───── Task data

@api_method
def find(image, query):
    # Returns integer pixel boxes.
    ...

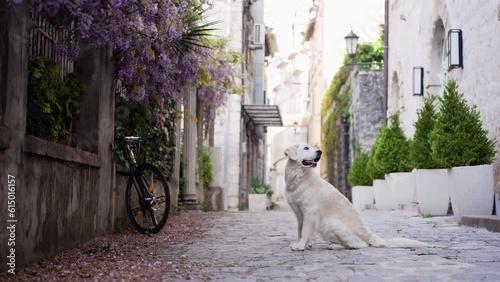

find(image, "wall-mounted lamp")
[344,29,359,63]
[448,29,464,68]
[413,67,424,96]
[344,29,386,68]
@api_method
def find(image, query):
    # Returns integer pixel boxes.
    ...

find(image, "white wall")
[389,0,500,192]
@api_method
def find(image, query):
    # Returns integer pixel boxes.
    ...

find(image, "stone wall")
[349,70,384,154]
[323,70,384,197]
[0,5,116,273]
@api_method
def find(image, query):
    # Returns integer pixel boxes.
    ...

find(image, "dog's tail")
[385,238,429,248]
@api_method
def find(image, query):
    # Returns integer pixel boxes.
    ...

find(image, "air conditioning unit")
[252,23,266,45]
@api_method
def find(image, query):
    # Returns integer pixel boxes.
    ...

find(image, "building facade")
[386,0,500,193]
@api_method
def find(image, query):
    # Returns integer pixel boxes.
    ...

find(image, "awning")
[243,105,283,126]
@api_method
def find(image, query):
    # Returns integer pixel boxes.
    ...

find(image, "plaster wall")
[388,0,500,192]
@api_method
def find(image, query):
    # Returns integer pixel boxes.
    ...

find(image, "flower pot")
[373,179,395,211]
[352,186,375,211]
[385,172,415,209]
[415,169,450,216]
[248,194,267,211]
[448,165,494,222]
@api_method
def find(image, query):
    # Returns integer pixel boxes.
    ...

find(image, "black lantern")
[413,67,424,96]
[344,29,359,62]
[448,29,464,68]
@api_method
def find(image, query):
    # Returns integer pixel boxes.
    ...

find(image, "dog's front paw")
[290,243,306,251]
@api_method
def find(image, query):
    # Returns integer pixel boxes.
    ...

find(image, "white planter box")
[414,169,450,216]
[373,179,395,211]
[248,194,267,211]
[352,186,375,211]
[448,165,494,222]
[385,172,415,209]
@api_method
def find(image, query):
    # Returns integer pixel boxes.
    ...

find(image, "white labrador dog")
[285,144,428,251]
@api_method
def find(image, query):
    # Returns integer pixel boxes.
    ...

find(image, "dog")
[285,144,428,251]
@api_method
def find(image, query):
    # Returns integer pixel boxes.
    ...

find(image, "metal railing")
[29,15,74,79]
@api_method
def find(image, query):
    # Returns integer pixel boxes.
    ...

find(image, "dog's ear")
[285,145,298,161]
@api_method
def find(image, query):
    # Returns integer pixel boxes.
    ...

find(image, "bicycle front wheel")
[125,164,170,234]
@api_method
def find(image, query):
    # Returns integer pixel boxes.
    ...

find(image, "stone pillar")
[183,87,198,209]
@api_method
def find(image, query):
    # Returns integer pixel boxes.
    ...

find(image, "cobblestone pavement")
[163,203,500,282]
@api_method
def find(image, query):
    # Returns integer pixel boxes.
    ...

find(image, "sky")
[264,0,384,77]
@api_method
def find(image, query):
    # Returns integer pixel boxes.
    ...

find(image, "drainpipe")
[341,117,352,202]
[382,0,389,124]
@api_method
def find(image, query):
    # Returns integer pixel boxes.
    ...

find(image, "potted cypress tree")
[373,112,415,208]
[430,80,495,222]
[347,148,374,211]
[410,96,450,216]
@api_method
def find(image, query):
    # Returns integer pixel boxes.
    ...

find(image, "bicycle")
[116,134,170,234]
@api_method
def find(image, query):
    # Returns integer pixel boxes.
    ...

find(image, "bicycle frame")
[125,137,154,209]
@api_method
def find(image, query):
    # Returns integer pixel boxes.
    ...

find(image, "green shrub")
[202,147,214,187]
[26,56,86,143]
[347,151,373,186]
[430,80,495,168]
[410,96,438,169]
[371,112,412,176]
[250,178,273,198]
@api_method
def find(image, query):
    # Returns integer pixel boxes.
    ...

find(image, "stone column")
[183,87,198,208]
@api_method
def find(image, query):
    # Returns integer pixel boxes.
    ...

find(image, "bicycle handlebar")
[115,127,158,142]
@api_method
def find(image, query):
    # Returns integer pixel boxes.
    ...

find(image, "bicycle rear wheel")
[125,164,170,234]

──────────

## Exercise
Reproduce every item above character for character, omitting the pictures.

## The result
@api_method
def find(image, query):
    # Returns integer pixel boxes.
    ...


find(image, "wall-mounted lamp")
[344,29,359,63]
[448,29,464,68]
[413,67,424,96]
[344,29,386,68]
@api_method
def find(image, query):
    # Returns integer pixel boxes.
    ...

find(image, "white wall")
[389,0,500,192]
@api_method
def find(image, query):
    # Returns integer pixel boxes.
    ...

find(image, "stone wall")
[349,70,384,154]
[323,70,384,197]
[0,5,116,273]
@api_method
def find(image, query):
    # Returns integer pixel boxes.
    ...

find(image, "dog's tail")
[385,238,429,248]
@api_method
def find(image, query):
    # Returns integer pixel boxes.
    ...

find(image, "air conditioning unit")
[252,23,266,45]
@api_method
def find(image, query):
    # Returns integer pixel boxes.
    ...

find(image, "building facade")
[386,0,500,193]
@api_method
def find(image, query):
    # Returns integer pixel boxes.
    ...

find(image, "awning")
[243,105,283,126]
@api_method
def find(image, query):
    # Returns integer pixel boxes.
    ...

find(image, "plaster wall")
[388,0,500,192]
@api_method
def find(image, query):
    # Returns integer pixel boxes.
    ...

find(image, "flower pot")
[373,179,395,211]
[352,186,375,211]
[385,172,415,209]
[415,169,450,216]
[248,194,267,211]
[448,165,494,222]
@api_method
def find(image, query):
    # Returns integer pixel boxes.
    ...

find(image, "black lantern")
[413,67,424,96]
[344,29,359,62]
[448,29,464,68]
@api_method
def find(image, query):
    # Returns integer pixel boxes.
    ...

find(image, "dog's front paw")
[290,243,306,251]
@api_method
def find(image, query):
    # Returns integer pixel boxes.
    ...

find(image, "white planter box")
[414,169,450,216]
[373,179,395,211]
[248,194,267,211]
[352,186,375,211]
[448,165,494,222]
[385,172,415,209]
@api_method
def find(image, query):
    # Returns integer pixel boxes.
    ...

find(image, "white labrador dog")
[285,144,428,251]
@api_method
def find(image, query):
    # Returns integer pixel boxes.
    ...

find(image, "dog")
[285,144,428,251]
@api_method
def find(image, query):
    # Returns integer pixel boxes.
    ...

find(image, "metal railing")
[29,15,74,79]
@api_method
def find(image, query):
    # Returns integer pixel boxes.
    ...

find(image, "dog's ear")
[285,145,298,161]
@api_method
def find(image, query):
    # Returns integer pixel boxes.
    ...

find(image, "bicycle front wheel")
[125,164,170,234]
@api_method
def find(image, query):
    # Returns integer pixel boxes.
    ...

find(image, "stone pillar")
[183,87,198,209]
@api_method
def find(image, query):
    # Returns integer pixel boxes.
    ...

find(image, "cobblestone pavement")
[163,203,500,282]
@api_method
def find(image, query):
    # Returns integer pixel boxes.
    ...

find(image, "sky")
[264,0,384,77]
@api_method
def find(image, query):
    # Returns integer pixel boxes.
    ...

find(image, "drainpipe")
[341,117,352,202]
[382,0,389,124]
@api_method
def find(image, query):
    # Returns integer pixel boxes.
    ...

find(image, "potted cypress tree")
[373,112,415,208]
[430,80,495,222]
[347,148,374,211]
[410,96,450,216]
@api_method
def find(image, query):
    # Returns integer pixel boxes.
    ...

find(image, "bicycle")
[116,134,170,234]
@api_method
def find(image, query):
    # Returns integer pixel boxes.
    ...

find(image, "bicycle frame")
[125,137,154,209]
@api_method
def find(image, query):
    # Returns integer pixel boxes.
    ...

find(image, "green shrub")
[202,147,214,187]
[26,56,86,143]
[347,151,373,186]
[430,80,495,168]
[410,96,438,169]
[371,112,412,176]
[250,178,273,198]
@api_method
def find(image, query):
    # Returns integer pixel boxes.
    ...

find(image, "stone column")
[183,87,198,208]
@api_method
def find(image, query):
    # Returns integer pixel boxes.
    ...

find(image, "bicycle handlebar")
[115,127,158,142]
@api_method
def find(image, query):
    # Returns integer pixel boxes.
    ...

find(image, "bicycle rear wheel")
[125,164,170,234]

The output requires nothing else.